## YOUR OBJECTIVE
Format the records below as a numbered list, omitting any blank lines.

Detection annotation records
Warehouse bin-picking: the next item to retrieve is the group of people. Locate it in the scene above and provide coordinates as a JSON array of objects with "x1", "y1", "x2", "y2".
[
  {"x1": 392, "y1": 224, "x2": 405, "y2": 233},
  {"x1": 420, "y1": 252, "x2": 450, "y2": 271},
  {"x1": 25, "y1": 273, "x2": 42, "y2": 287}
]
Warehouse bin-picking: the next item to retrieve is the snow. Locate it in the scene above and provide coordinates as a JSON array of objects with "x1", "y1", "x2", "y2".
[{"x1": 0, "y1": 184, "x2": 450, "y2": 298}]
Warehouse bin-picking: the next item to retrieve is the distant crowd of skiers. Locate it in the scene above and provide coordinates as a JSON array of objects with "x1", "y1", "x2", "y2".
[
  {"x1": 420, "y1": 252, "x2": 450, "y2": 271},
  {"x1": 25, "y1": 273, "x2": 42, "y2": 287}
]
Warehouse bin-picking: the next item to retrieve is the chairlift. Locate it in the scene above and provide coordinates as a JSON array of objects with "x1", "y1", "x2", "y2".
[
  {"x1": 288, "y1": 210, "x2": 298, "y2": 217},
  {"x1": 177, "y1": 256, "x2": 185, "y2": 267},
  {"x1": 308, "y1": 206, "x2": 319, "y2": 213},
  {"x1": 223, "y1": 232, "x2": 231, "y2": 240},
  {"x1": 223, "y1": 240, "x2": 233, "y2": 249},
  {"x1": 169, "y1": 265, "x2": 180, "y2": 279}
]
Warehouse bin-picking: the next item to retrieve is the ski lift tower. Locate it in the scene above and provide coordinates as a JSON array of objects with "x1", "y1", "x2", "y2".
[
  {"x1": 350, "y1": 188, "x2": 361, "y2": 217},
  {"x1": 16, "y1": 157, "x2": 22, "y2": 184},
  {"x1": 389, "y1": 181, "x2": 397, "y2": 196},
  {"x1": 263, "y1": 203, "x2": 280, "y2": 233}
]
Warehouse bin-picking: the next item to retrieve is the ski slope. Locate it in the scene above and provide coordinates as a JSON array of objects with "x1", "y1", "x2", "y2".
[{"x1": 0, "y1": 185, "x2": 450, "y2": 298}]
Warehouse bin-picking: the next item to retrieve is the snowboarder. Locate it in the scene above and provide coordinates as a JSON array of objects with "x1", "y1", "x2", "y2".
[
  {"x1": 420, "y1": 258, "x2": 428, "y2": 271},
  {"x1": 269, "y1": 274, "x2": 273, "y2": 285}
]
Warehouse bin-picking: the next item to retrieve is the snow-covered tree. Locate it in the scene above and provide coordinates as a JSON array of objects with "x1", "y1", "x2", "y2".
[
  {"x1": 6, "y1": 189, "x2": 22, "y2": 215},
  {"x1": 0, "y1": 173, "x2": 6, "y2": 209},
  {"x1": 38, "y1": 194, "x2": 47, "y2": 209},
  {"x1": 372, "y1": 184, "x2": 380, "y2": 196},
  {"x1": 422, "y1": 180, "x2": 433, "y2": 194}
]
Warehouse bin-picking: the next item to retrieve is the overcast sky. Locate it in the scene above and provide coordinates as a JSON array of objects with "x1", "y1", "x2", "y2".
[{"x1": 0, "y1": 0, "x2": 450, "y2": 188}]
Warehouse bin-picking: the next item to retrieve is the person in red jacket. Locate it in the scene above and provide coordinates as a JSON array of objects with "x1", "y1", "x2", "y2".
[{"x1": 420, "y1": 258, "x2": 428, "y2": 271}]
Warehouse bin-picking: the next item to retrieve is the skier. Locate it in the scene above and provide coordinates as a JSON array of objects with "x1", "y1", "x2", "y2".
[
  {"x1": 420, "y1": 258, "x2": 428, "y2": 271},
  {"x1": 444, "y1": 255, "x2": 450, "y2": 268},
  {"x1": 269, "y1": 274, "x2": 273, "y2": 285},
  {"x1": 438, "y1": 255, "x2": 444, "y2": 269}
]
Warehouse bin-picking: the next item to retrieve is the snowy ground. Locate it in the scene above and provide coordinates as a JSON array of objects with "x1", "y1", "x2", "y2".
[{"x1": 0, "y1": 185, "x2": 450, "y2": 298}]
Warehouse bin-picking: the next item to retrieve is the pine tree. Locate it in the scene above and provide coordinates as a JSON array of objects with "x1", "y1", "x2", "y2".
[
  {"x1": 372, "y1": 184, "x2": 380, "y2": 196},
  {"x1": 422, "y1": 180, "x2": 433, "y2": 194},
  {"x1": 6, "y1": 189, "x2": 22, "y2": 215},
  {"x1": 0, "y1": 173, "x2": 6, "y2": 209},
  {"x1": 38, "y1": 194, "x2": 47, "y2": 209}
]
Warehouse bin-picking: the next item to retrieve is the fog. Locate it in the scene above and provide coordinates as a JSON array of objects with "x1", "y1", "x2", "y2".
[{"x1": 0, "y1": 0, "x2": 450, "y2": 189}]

## IN RESPONSE
1. Warehouse bin-picking: the next item to retrieve is the group of people. Locate it in the scene above and provide coordinates as a JSON array of objects with "x1", "y1", "x2", "y2".
2. [
3.   {"x1": 392, "y1": 224, "x2": 405, "y2": 233},
4.   {"x1": 420, "y1": 252, "x2": 450, "y2": 271},
5.   {"x1": 25, "y1": 273, "x2": 42, "y2": 287}
6. ]
7. Warehouse bin-picking: the next item to retrieve is the snow. Locate it in the scene above and provide coordinates as a JSON array of objects with "x1", "y1", "x2", "y2".
8. [{"x1": 0, "y1": 184, "x2": 450, "y2": 298}]
9. Warehouse bin-picking: the next item to retrieve is the distant crowd of skiers. Locate it in the scene above and provide coordinates as a JSON array of objects with "x1", "y1", "x2", "y2".
10. [
11.   {"x1": 420, "y1": 252, "x2": 450, "y2": 271},
12.   {"x1": 25, "y1": 273, "x2": 42, "y2": 287}
13. ]
14. Warehouse bin-picking: the next item to retrieve is the chairlift. Locate it in the scene above and provide coordinates as a JSON array of objects with "x1", "y1", "x2", "y2".
15. [
16.   {"x1": 288, "y1": 210, "x2": 298, "y2": 217},
17.   {"x1": 177, "y1": 256, "x2": 185, "y2": 267},
18.   {"x1": 308, "y1": 206, "x2": 319, "y2": 213},
19.   {"x1": 223, "y1": 232, "x2": 231, "y2": 240},
20.   {"x1": 223, "y1": 240, "x2": 233, "y2": 249},
21.   {"x1": 169, "y1": 265, "x2": 180, "y2": 279}
22. ]
23. Warehouse bin-picking: the next item to retrieve is the ski lift tower. Locate it in the scene above and provide coordinates as a JSON array of objects with "x1", "y1", "x2", "y2".
24. [
25.   {"x1": 350, "y1": 188, "x2": 361, "y2": 217},
26.   {"x1": 16, "y1": 157, "x2": 22, "y2": 184},
27.   {"x1": 389, "y1": 181, "x2": 397, "y2": 196},
28.   {"x1": 263, "y1": 203, "x2": 280, "y2": 233}
29. ]
30. Warehouse bin-picking: the next item to retrieve is the ski slope. Locate it in the scene above and provide coordinates as a JSON array of objects with "x1", "y1", "x2", "y2".
31. [{"x1": 0, "y1": 185, "x2": 450, "y2": 298}]
32. Warehouse bin-picking: the next item to retrieve is the snowboarder. Locate it in the scene above and provide coordinates as a JSON array of objects with "x1", "y1", "x2", "y2".
33. [
34.   {"x1": 420, "y1": 258, "x2": 428, "y2": 271},
35.   {"x1": 269, "y1": 274, "x2": 273, "y2": 285}
36. ]
37. Warehouse bin-picking: the next item to retrieve is the snow-covered tree. Locate it in the scene above and provide coordinates as a JSON array of objects with "x1", "y1", "x2", "y2".
38. [
39.   {"x1": 6, "y1": 189, "x2": 22, "y2": 215},
40.   {"x1": 0, "y1": 173, "x2": 6, "y2": 209},
41.   {"x1": 38, "y1": 194, "x2": 47, "y2": 209},
42.   {"x1": 372, "y1": 184, "x2": 380, "y2": 196},
43.   {"x1": 422, "y1": 180, "x2": 433, "y2": 194}
44. ]
45. Warehouse bin-picking: the next item to retrieve is the overcast sky. Locate it in the scene above and provide coordinates as a JSON array of objects with "x1", "y1", "x2", "y2".
46. [{"x1": 0, "y1": 0, "x2": 450, "y2": 188}]
47. Warehouse bin-picking: the next item to retrieve is the person in red jacket. Locate it in the scene above and provide coordinates as a JSON array of objects with "x1", "y1", "x2", "y2".
48. [{"x1": 420, "y1": 258, "x2": 428, "y2": 271}]
49. Warehouse bin-picking: the next item to retrieve is the skier. Locate it in the scene above and provide coordinates as a JSON array of objects with "x1", "y1", "x2", "y2".
50. [
51.   {"x1": 420, "y1": 258, "x2": 428, "y2": 271},
52.   {"x1": 444, "y1": 255, "x2": 450, "y2": 268},
53.   {"x1": 269, "y1": 274, "x2": 273, "y2": 285},
54.   {"x1": 438, "y1": 255, "x2": 444, "y2": 269}
55. ]
56. Warehouse bin-picking: the next item to retrieve is the snowy ground. Locate it in the scene above and provide coordinates as a JSON array of objects with "x1", "y1", "x2", "y2".
57. [{"x1": 0, "y1": 185, "x2": 450, "y2": 298}]
58. Warehouse bin-picking: the next item to retrieve is the pine tree. Locate it in the scene above and provide coordinates as a JSON array of objects with "x1", "y1", "x2", "y2".
59. [
60.   {"x1": 372, "y1": 184, "x2": 380, "y2": 196},
61.   {"x1": 422, "y1": 180, "x2": 433, "y2": 194},
62.   {"x1": 6, "y1": 189, "x2": 22, "y2": 215},
63.   {"x1": 0, "y1": 173, "x2": 6, "y2": 209},
64.   {"x1": 38, "y1": 194, "x2": 47, "y2": 209}
65. ]
66. Warehouse bin-picking: the next item to retrieve is the fog. Locate it in the scene above and provide coordinates as a JSON array of objects with "x1", "y1", "x2", "y2".
67. [{"x1": 0, "y1": 0, "x2": 450, "y2": 189}]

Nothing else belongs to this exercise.